(Records from a data collection)
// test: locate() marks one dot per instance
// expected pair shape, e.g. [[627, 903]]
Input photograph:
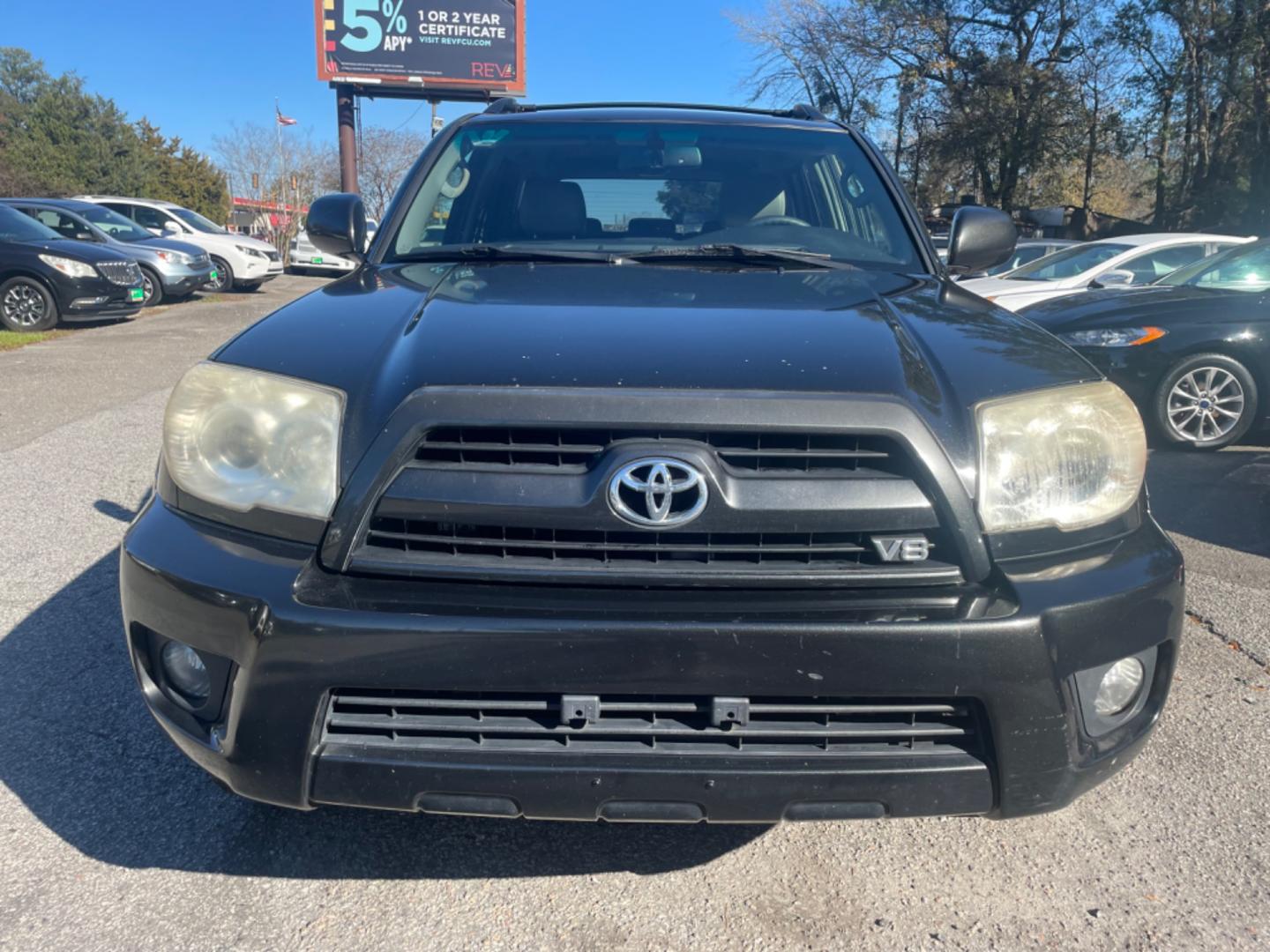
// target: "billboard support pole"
[[344, 113]]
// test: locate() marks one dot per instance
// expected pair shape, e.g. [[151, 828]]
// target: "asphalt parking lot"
[[111, 839]]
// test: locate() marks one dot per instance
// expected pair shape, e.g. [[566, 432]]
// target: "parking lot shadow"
[[1217, 498], [84, 755]]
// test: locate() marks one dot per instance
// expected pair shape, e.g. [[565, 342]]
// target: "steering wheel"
[[781, 219]]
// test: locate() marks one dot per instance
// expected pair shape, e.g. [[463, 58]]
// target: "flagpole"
[[282, 170]]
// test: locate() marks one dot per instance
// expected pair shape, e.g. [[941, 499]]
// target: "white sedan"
[[1109, 263]]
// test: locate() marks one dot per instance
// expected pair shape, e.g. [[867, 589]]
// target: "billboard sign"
[[467, 48]]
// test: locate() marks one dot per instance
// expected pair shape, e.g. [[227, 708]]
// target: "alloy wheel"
[[25, 306], [1206, 404]]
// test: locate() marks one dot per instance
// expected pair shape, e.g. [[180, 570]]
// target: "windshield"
[[628, 187], [115, 224], [1068, 263], [197, 222], [16, 227], [1238, 270]]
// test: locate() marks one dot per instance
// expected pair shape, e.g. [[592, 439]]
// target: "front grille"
[[126, 273], [652, 725], [577, 450], [602, 547]]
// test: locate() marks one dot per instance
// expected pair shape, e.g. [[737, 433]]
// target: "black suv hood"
[[86, 251], [385, 331]]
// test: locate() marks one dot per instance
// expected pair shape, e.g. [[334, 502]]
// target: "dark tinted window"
[[16, 227], [632, 185]]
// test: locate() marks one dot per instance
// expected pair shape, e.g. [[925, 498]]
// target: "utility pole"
[[344, 113]]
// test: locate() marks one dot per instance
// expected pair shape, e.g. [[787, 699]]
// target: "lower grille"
[[652, 725], [120, 271], [600, 546]]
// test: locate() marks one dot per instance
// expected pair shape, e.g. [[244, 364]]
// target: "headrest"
[[553, 210], [651, 227], [752, 197]]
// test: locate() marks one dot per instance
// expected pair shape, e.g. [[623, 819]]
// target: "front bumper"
[[318, 262], [294, 634], [257, 271], [182, 279], [94, 299]]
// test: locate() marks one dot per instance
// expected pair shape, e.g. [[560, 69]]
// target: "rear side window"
[[1163, 260], [149, 217], [638, 185]]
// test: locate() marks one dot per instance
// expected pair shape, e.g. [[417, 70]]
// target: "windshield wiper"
[[744, 254], [499, 253]]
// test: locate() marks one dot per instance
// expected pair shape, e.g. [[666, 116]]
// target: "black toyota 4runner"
[[651, 467]]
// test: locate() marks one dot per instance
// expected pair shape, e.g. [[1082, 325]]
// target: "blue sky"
[[195, 68]]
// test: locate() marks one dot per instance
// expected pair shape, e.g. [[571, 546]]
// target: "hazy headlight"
[[243, 438], [69, 267], [1119, 687], [1113, 337], [1070, 457]]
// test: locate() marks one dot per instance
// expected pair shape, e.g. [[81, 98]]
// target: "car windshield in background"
[[115, 224], [16, 227], [1238, 270], [630, 187], [197, 222], [1068, 263]]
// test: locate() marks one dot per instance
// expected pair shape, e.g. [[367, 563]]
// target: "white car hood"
[[228, 240], [1000, 287]]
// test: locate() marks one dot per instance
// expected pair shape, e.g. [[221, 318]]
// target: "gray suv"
[[169, 270]]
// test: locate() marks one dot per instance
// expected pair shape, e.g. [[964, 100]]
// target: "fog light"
[[1119, 687], [185, 672]]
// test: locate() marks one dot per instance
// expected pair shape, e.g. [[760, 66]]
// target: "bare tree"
[[386, 156], [808, 51], [277, 167]]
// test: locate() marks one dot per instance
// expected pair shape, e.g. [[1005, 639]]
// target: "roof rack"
[[505, 106]]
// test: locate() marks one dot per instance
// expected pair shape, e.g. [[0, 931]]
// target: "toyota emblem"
[[657, 493]]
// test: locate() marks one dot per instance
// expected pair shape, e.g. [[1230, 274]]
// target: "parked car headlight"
[[1113, 337], [1070, 457], [69, 267], [244, 438]]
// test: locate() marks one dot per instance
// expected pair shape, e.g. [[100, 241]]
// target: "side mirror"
[[337, 225], [1114, 279], [979, 239]]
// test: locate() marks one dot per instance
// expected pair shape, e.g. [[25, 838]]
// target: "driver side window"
[[63, 224]]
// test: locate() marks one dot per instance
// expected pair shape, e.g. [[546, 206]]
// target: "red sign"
[[464, 48]]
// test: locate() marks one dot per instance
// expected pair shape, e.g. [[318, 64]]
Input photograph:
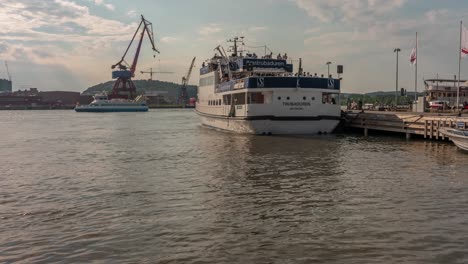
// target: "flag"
[[413, 56], [464, 43]]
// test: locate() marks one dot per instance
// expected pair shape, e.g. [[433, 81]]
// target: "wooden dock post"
[[431, 129], [425, 128]]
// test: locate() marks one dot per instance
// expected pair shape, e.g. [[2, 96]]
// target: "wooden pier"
[[409, 123]]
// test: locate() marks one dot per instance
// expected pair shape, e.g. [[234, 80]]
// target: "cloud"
[[132, 13], [104, 4], [209, 29], [348, 10], [169, 39], [256, 29]]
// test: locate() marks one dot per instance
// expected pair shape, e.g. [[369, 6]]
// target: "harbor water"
[[157, 187]]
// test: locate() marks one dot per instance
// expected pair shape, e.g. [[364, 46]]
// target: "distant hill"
[[142, 86]]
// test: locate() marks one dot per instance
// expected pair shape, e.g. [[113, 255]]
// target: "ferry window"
[[255, 98], [330, 98], [227, 99], [239, 98]]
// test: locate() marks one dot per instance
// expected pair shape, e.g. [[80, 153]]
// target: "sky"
[[69, 45]]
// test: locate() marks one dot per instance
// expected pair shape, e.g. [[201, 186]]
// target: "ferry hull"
[[271, 126]]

- [Assignment]:
Would you mind returning each entry above word for word, skipping the images?

- [Answer to this problem]:
// test: locate() marks one dot per instance
// expected pair shape, e.g. [[627, 903]]
Input photograph:
// target: "billboard support pole"
[[344, 113]]
// test: locate() marks one dot per instance
// expected pair shape, e.g. [[151, 828]]
// target: "asphalt parking lot"
[[111, 839]]
// test: locate() marks one dot per instance
// expected pair shape, e.g. [[566, 432]]
// target: "parking lot shadow"
[[1217, 498], [84, 755]]
// test: locate() marks one dot per instance
// expected pair shape, e.g. [[565, 342]]
// target: "steering wheel"
[[781, 219]]
// test: locate() marks one dot per instance
// expected pair shape, e.g. [[463, 58]]
// target: "flagpole"
[[282, 170]]
// test: locate() marks one dot per instance
// expected pair shape, e.g. [[941, 499]]
// target: "white sedan"
[[1109, 263]]
// test: locate() marks one dot per instance
// expected pair shape, e.g. [[867, 589]]
// target: "billboard sign"
[[467, 48]]
// test: locate() marks one dot per instance
// expected pair shape, e.g. [[227, 708]]
// target: "alloy wheel"
[[25, 306], [1206, 404]]
// test: locate() marks one dot per instance
// expected pair shape, e.g. [[180, 570]]
// target: "windshield"
[[628, 187], [115, 224], [1068, 263], [197, 222], [16, 227], [1238, 270]]
// test: locate() marks one dot per instance
// expected pair shape, e.g. [[592, 439]]
// target: "front grille"
[[126, 273], [652, 725], [577, 450], [602, 547]]
// test: locate() marks one dot per instance
// expected pair shape, e.g. [[737, 433]]
// target: "black suv hood"
[[86, 251], [385, 331]]
// test: locate() marks one dot per instance
// expected pair shape, e.g. [[334, 502]]
// target: "dark tinted window"
[[16, 227], [632, 185]]
// test: locate() marks one dot per instance
// expected pair shape, e.g. [[925, 498]]
// target: "utility pole"
[[344, 113]]
// test: locate() marks one dot per instance
// expected pair shape, e.g. [[787, 699]]
// target: "lower grille"
[[652, 725], [120, 271], [600, 546]]
// test: locate() marks one dot per instance
// expected pair shape, e.g. [[244, 364]]
// target: "headrest"
[[553, 210], [651, 227], [752, 197]]
// test: locate() marks one dot per instance
// expected pair shape, e.g. [[623, 819]]
// target: "front bumper"
[[318, 262], [294, 634], [257, 271], [182, 279], [94, 299]]
// test: locate() marks one dot per instance
// expected pair shape, e.g. [[560, 69]]
// target: "rear side window"
[[1163, 260], [149, 217], [638, 185]]
// test: locate() marks one dot per instance
// expected pair shape, e.g. [[417, 70]]
// target: "windshield wiper"
[[744, 254], [499, 253]]
// test: locate() marks one dot per instance
// expected pair shape, e.g. [[666, 116]]
// target: "black toyota 4runner"
[[651, 467]]
// test: locate() marks one dot per instance
// expected pair shape, e.g. [[1082, 325]]
// target: "blue sky"
[[195, 68]]
// test: locate() marks one dot per instance
// expected pair shape, e.g. [[571, 546]]
// target: "hazy headlight"
[[243, 438], [69, 267], [1119, 687], [1113, 337], [1070, 457]]
// test: locate() marks one dot per instance
// expected pair shape, e.g. [[81, 98]]
// target: "car windshield in background"
[[115, 224], [16, 227], [1238, 270], [630, 187], [197, 222], [1068, 263]]
// test: locate() marks one dot per instance
// expected pair shape, e.g. [[367, 563]]
// target: "white car hood"
[[228, 240], [1000, 287]]
// test: locate() marks one dot per instance
// expected pair shape, e.g. [[221, 318]]
// target: "gray suv"
[[169, 270]]
// test: locate() marks one dot per instance
// expected pair shape, e.g. [[964, 100]]
// target: "fog light"
[[1119, 687], [185, 672]]
// test: locate() marks one dot per instance
// expected pair shape, e.g. [[760, 66]]
// target: "bare tree"
[[386, 156], [808, 51], [277, 167]]
// test: locate() marks one dot per instance
// expected pair shape, e.g. [[1005, 639]]
// target: "roof rack"
[[505, 106]]
// test: locate() marks one dot per instance
// expected pair shape, e.g. [[0, 931]]
// target: "toyota emblem"
[[657, 493]]
// test: locate() marks one dot per instance
// expected pair shape, e.g. [[1230, 274]]
// target: "parked car headlight"
[[1113, 337], [1070, 457], [69, 267], [244, 438]]
// test: locate() marks one dot per instance
// expected pair shape, e.g. [[100, 241]]
// target: "side mirror"
[[337, 225], [1114, 279], [979, 239]]
// test: locate() marks one dot per instance
// expected pair shape, e.g. [[25, 838]]
// target: "driver side window"
[[63, 224]]
// test: locate() marks one dot per instance
// expected pair shape, e.g. [[546, 206]]
// target: "red sign"
[[464, 48]]
// test: locate() marks one dot per instance
// expected pair shape, e.g. [[318, 64]]
Input photograph:
// target: "flag"
[[413, 56], [464, 43]]
// test: locate() marks one dot per instance
// expected pair shape, e.g. [[433, 81]]
// target: "wooden dock post"
[[431, 129], [425, 128]]
// test: locate() marks one dot per instance
// expected pair shape, e.g. [[2, 96]]
// target: "wooden pier"
[[409, 123]]
// test: locate() marks one dot per instance
// expected pair shape, e.g. [[234, 80]]
// target: "cloud"
[[132, 13], [104, 4], [209, 29], [348, 10], [169, 39], [256, 29]]
// test: locate() marks one dot per instance
// expected pair shape, e.g. [[369, 6]]
// target: "harbor water"
[[157, 187]]
// test: locate() marks one dot per instance
// expected pair shape, e.g. [[364, 46]]
// target: "distant hill"
[[142, 86]]
// test: locate() marks one dot per instance
// expected pair shape, e.g. [[113, 255]]
// target: "ferry window"
[[255, 98], [330, 98], [227, 99], [239, 98]]
// test: locate() marks one dot per instance
// expected pair shape, e.g. [[80, 153]]
// target: "sky"
[[69, 45]]
// test: locate() marks one dot per instance
// expected pair shape, e.g. [[201, 186]]
// target: "ferry hull"
[[271, 126]]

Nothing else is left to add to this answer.